- **Excerpts from a point labeling dataset**
========

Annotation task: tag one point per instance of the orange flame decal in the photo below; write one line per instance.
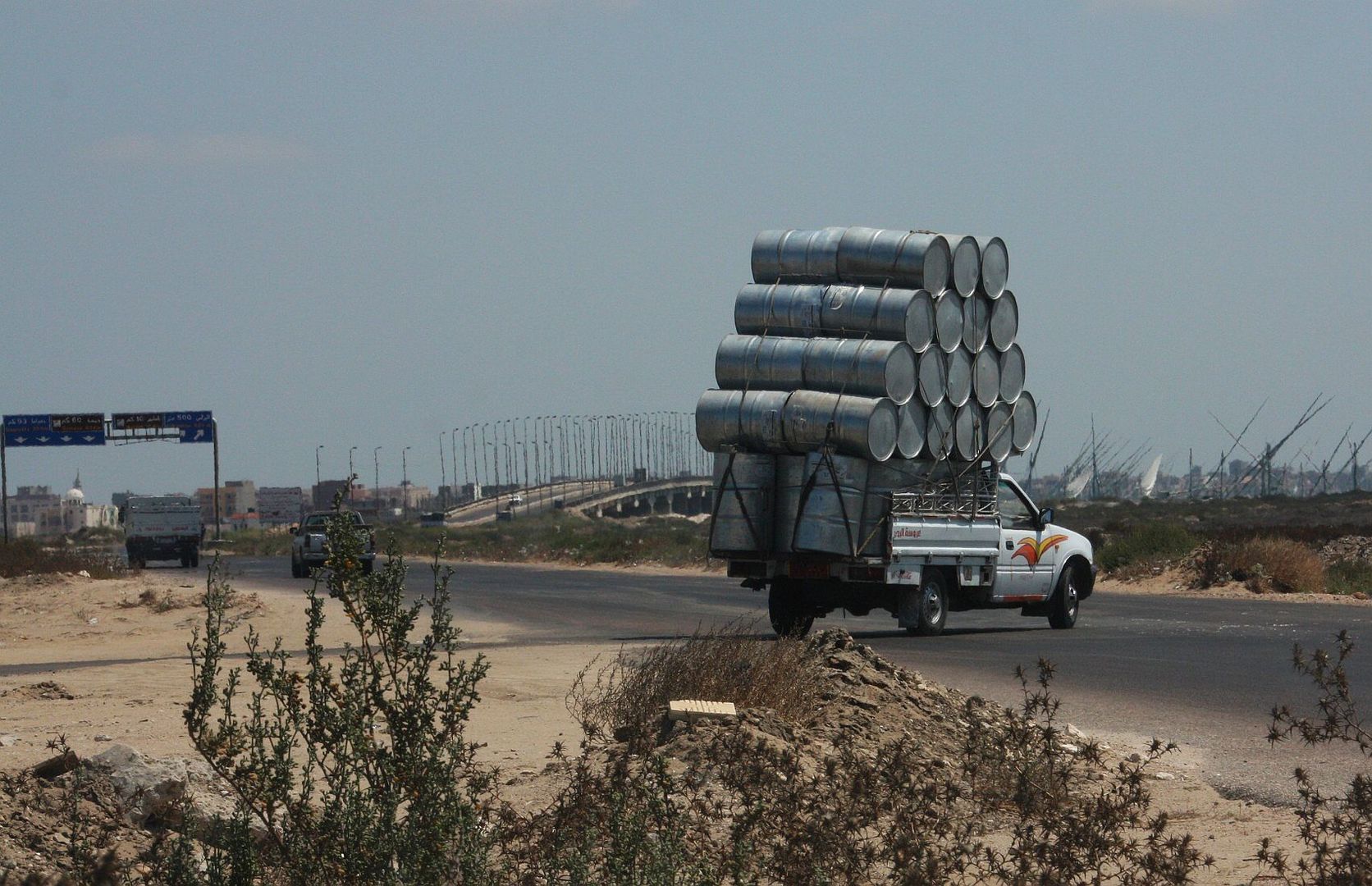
(1033, 551)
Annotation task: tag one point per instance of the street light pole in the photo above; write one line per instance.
(376, 482)
(350, 472)
(405, 486)
(318, 480)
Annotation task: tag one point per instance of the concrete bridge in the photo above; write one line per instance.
(594, 498)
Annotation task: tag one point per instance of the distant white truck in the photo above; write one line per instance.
(162, 527)
(944, 543)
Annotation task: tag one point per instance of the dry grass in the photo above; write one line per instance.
(627, 694)
(1263, 564)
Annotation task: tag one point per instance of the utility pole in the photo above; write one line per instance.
(376, 480)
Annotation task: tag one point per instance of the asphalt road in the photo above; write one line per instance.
(1200, 673)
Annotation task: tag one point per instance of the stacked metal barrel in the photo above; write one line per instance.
(863, 345)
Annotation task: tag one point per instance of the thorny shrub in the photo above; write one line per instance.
(354, 769)
(1337, 830)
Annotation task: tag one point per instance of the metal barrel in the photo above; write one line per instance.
(747, 420)
(976, 322)
(959, 375)
(1025, 422)
(1000, 431)
(867, 368)
(829, 520)
(761, 363)
(862, 426)
(912, 424)
(790, 480)
(966, 263)
(918, 259)
(744, 509)
(798, 255)
(920, 327)
(1004, 322)
(995, 267)
(986, 375)
(870, 312)
(966, 422)
(939, 432)
(778, 308)
(933, 376)
(1012, 373)
(949, 320)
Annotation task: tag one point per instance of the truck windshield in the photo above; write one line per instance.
(1014, 510)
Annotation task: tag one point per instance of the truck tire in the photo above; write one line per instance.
(933, 605)
(784, 610)
(1066, 601)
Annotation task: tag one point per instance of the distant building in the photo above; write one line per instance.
(280, 505)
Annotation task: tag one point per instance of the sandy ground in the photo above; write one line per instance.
(117, 655)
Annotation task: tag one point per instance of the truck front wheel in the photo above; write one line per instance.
(1066, 600)
(785, 610)
(933, 605)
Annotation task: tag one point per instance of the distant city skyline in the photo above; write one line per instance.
(365, 230)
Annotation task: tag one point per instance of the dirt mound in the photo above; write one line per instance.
(1347, 547)
(39, 692)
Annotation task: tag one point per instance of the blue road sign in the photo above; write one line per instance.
(75, 430)
(195, 427)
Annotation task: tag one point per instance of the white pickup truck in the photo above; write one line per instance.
(943, 545)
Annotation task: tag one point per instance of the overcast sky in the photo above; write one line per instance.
(367, 228)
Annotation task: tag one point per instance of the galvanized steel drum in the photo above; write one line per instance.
(995, 267)
(829, 518)
(918, 259)
(748, 420)
(869, 312)
(987, 377)
(1012, 373)
(1025, 422)
(862, 426)
(933, 376)
(780, 308)
(1000, 431)
(790, 479)
(939, 434)
(1004, 322)
(959, 368)
(761, 363)
(966, 263)
(976, 322)
(744, 509)
(966, 424)
(796, 255)
(869, 368)
(912, 422)
(949, 320)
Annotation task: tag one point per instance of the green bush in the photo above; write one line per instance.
(1149, 545)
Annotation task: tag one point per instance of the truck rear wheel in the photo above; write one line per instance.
(933, 605)
(785, 610)
(1066, 600)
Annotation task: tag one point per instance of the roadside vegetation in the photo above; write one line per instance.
(354, 767)
(33, 557)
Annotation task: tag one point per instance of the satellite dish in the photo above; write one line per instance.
(1150, 477)
(1079, 484)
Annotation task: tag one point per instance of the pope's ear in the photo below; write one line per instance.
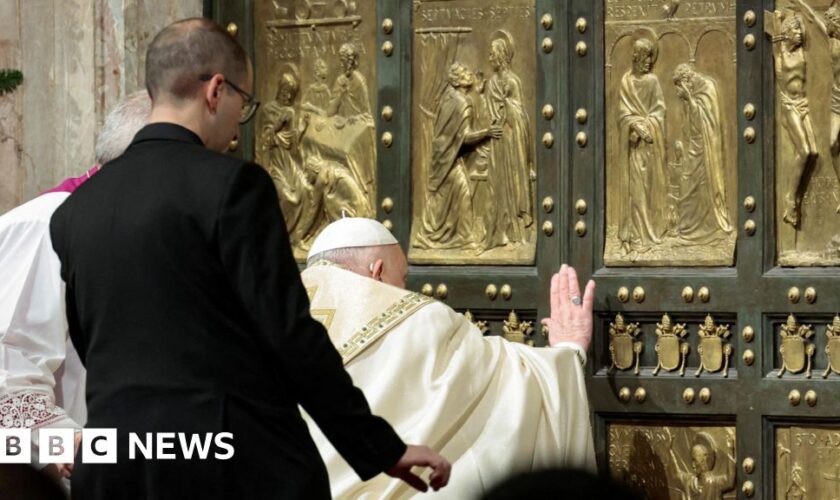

========

- **Short exercise**
Convert all of the material above into a numbered list with one entry per line. Skip any blank lines and omit the pictures.

- **Exercise solution**
1. Annotation task: tag one point per instance of the orange flame decal in the photo below; write one line per instance.
2. (1033, 551)
3. Annotation task: tag one point per instance of the street light pole in the photo above; write one line per instance.
4. (376, 482)
5. (350, 472)
6. (405, 486)
7. (318, 480)
8. Annotation task: tag one point per instance of the concrete bridge in the photo above; write one line per instance.
9. (594, 498)
10. Annotation task: tag one point per instance of the distant white truck in the photo above; write one line per instance.
11. (162, 527)
12. (944, 543)
13. Annotation task: tag one point per instance of the dry grass in the photo above; write one line per instance.
14. (627, 694)
15. (1263, 564)
16. Annotation task: tag one point per instance of the utility pole in the photo above; write one line per instance.
17. (376, 480)
18. Annotation task: tag one point per instance of the asphalt road in the photo above; write one line per instance.
19. (1200, 673)
20. Annotation task: tag one point per instance of the stacked metal barrel in the photo above; write one line per instance.
21. (863, 345)
22. Annotation task: tag one point per instance of the thorny shrub in the photo above; write one line per instance.
23. (354, 769)
24. (1337, 830)
25. Annotation task: tag one point per instance of the metal barrel in the photo above; write one line per instance.
26. (747, 420)
27. (976, 322)
28. (959, 375)
29. (1025, 422)
30. (1000, 431)
31. (867, 368)
32. (829, 520)
33. (761, 363)
34. (862, 426)
35. (912, 424)
36. (790, 480)
37. (966, 263)
38. (918, 259)
39. (744, 509)
40. (798, 255)
41. (920, 327)
42. (1004, 322)
43. (995, 267)
44. (986, 375)
45. (870, 312)
46. (966, 422)
47. (939, 432)
48. (778, 308)
49. (933, 376)
50. (1012, 373)
51. (949, 320)
52. Annotation task: tag one point per instance of the truck windshield in the photo above; write one line per instance.
53. (1014, 510)
54. Annotation task: tag one point per instance of the truck tire in the photo above; write one line per instance.
55. (933, 605)
56. (784, 610)
57. (1066, 601)
58. Annotation task: tag one point per instance of the distant building in the photo above; write one line per instance.
59. (280, 505)
60. Annotation task: tag one point per instance of the sandy ground in the photo above; write one line per instance.
61. (117, 655)
62. Annotation task: tag one point per instance of the truck front wheel in the photo above; write one line per instance.
63. (1066, 600)
64. (785, 610)
65. (933, 605)
66. Annotation task: tag one point per instance of the distant city skyline in the photo above; write one line per instance.
67. (365, 230)
68. Annotation task: tag one point per instance of the dirt mound in the photo above; write one line per instance.
69. (1347, 547)
70. (39, 692)
71. Annotation task: tag one point per instance of the blue road sign in the photo above; write one line per instance.
72. (75, 430)
73. (195, 427)
74. Annotation task: tag one point per instance of the white pickup truck in the photo above; write one line per instance.
75. (943, 545)
76. Annotation task: tag one point per instance of the overcast sky in the photo above; write one line per instance.
77. (367, 228)
78. Annotation task: tag one point per instance of the galvanized steel drum in the photo above; write one line per instance.
79. (995, 267)
80. (829, 518)
81. (918, 259)
82. (748, 420)
83. (869, 312)
84. (987, 377)
85. (1012, 373)
86. (1025, 422)
87. (862, 426)
88. (933, 376)
89. (780, 308)
90. (1000, 431)
91. (790, 479)
92. (939, 434)
93. (1004, 322)
94. (959, 368)
95. (761, 363)
96. (966, 263)
97. (976, 322)
98. (744, 509)
99. (966, 424)
100. (796, 255)
101. (869, 368)
102. (912, 422)
103. (949, 320)
104. Annotation task: tag one point per instance of the green bush in the photo above; write one line per instance.
105. (1149, 545)
106. Annotation task: tag one point per instance of the truck rear wheel in the photo above; write one line per instance.
107. (933, 605)
108. (785, 610)
109. (1066, 600)
110. Annotation task: tag one point per instance of the roadside vegetation in the photo above; write one line per instance.
111. (354, 767)
112. (33, 557)
113. Annotation task: tag one point per instance of the satellite dish in the photo above; write one line per instance.
114. (1150, 477)
115. (1079, 484)
116. Annotation task: tag one point per instance of the pope's ear in the photo below; write one line per instance.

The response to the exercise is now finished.